— start of PAGE EXCERPT —
TLDR
- Peloton shares plunged 9.3% Thursday after reporting a 9-cent per share loss, missing the 5-cent loss estimate
- Q2 revenue fell 3% to $656.5 million, below the $675.6 million forecast and $8 million under company guidance
- Subscriber count dropped 7% year-over-year following an October 2025 price increase on subscription services
- Full-year revenue outlook lowered to $2.4-$2.44 billion versus Wall Street’s $2.48 billion expectation
- Adjusted EBITDA guidance raised to $450-$500 million, which would be the highest since the 2019 IPO
Peloton shares fell hard Thursday after the company delivered disappointing fiscal second-quarter results. The stock dropped 9.3% in premarket trading following the earnings release.
Peloton Interactive, Inc., PTON
The connected-fitness company reported a loss of 9 cents per share. Analysts had expected a smaller loss of just 5 cents. While that beat the 24-cent loss from the same quarter last year, it still missed current estimates.
— end of PAGE EXCERPT —
— start of MATERIAL SUPPLIED —
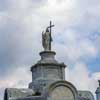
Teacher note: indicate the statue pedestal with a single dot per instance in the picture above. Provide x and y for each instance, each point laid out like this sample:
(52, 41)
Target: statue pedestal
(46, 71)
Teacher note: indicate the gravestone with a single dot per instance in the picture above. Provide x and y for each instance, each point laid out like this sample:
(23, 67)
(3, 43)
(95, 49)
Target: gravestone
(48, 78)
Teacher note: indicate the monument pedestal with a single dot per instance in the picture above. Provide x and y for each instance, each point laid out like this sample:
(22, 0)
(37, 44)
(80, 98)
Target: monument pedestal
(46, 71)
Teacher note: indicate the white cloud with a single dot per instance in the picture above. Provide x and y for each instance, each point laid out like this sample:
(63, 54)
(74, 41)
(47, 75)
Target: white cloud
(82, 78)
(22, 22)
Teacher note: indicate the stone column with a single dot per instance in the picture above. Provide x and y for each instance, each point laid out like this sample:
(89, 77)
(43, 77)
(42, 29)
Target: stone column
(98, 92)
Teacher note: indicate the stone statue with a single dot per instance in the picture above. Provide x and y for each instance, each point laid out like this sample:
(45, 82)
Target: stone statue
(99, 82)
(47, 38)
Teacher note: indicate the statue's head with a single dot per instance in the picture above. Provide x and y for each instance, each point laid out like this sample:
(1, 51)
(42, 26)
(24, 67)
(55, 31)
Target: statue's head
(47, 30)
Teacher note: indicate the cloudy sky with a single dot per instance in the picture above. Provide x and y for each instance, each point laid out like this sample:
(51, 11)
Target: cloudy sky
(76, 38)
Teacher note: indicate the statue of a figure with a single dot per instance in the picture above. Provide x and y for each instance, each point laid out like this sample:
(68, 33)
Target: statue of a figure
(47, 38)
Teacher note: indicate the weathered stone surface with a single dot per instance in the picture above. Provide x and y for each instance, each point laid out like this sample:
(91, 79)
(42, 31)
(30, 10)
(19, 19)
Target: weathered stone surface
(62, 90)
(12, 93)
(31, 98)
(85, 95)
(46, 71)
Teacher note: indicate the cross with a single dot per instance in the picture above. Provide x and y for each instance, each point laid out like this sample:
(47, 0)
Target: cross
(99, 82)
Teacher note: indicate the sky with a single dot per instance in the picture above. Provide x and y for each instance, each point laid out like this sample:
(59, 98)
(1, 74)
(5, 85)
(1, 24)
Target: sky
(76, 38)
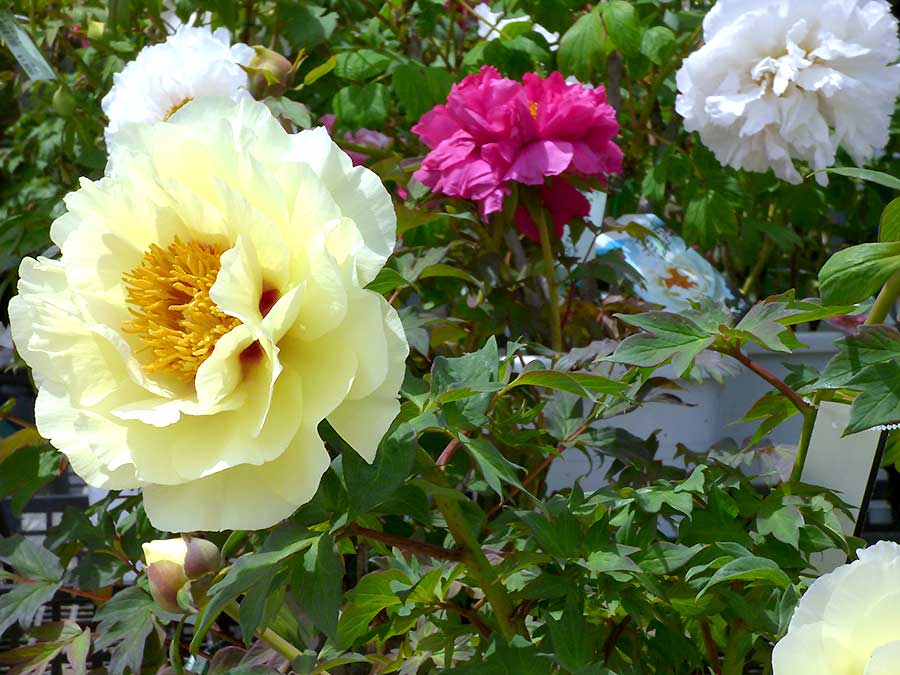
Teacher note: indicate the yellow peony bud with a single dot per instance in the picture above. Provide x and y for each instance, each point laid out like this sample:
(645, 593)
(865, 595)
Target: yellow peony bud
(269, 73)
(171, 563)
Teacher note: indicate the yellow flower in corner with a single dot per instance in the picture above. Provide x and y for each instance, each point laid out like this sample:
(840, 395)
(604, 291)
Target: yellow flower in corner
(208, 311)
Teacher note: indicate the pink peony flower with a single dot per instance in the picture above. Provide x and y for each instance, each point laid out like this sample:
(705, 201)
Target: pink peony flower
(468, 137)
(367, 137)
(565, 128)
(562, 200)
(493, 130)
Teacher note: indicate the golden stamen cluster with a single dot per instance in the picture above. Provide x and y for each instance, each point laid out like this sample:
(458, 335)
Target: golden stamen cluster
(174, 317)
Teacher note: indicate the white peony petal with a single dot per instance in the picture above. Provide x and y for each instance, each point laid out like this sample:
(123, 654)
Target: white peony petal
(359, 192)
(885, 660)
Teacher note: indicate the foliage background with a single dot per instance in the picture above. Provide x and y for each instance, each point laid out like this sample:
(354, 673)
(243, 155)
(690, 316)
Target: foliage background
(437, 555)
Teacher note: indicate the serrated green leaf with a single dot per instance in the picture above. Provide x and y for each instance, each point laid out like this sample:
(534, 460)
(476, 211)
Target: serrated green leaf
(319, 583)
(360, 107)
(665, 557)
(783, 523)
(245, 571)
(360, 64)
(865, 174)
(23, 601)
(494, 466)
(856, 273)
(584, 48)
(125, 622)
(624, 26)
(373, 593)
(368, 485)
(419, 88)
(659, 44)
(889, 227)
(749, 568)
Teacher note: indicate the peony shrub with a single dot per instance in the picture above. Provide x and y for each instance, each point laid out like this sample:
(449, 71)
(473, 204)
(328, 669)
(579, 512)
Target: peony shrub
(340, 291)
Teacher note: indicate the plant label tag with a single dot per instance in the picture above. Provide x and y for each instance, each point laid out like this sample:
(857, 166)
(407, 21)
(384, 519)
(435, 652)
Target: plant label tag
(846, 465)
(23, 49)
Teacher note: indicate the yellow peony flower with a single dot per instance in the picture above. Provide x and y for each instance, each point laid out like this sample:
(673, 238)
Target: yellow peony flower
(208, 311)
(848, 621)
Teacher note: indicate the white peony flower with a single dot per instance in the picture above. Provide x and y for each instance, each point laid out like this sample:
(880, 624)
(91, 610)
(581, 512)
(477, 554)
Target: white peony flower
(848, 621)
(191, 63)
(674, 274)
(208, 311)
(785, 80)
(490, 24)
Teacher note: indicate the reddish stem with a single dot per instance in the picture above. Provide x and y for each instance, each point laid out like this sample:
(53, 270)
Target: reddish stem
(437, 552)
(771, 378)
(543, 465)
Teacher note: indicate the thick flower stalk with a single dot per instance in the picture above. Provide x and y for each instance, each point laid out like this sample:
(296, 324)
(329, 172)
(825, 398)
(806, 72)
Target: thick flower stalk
— end of MATERIAL SUPPLIED —
* _REQUESTS_
1/ According to the Peloton earnings article, why did the 9-cent per-share loss count as a miss even though it improved on the same quarter last year? Answer in one to three sentences.
2/ Pick up the Peloton earnings article after its final sentence and carry it forward.
The records were gathered from a different source than the text.

* _ANSWERS TO THE TASKS_
1/ Analysts had expected a smaller loss of only 5 cents per share, so the 9-cent loss fell short of current estimates. It was still better than the 24-cent loss from the same quarter a year earlier.

2/
Revenue totaled $656.5 million for the quarter. That represented a 3% decline from the prior year. Wall Street had been expecting $675.6 million. The company also missed its own internal guidance by $8 million.
Peloton blamed the revenue miss on weaker product sales to existing members. But the real issue appears to be member retention.
Subscription Losses Continue
Paid subscribers fell 7% compared to the same period last year. This continues a troubling pattern for the company. Net subscriber additions dropped after Peloton raised prices on its subscription service in October 2025.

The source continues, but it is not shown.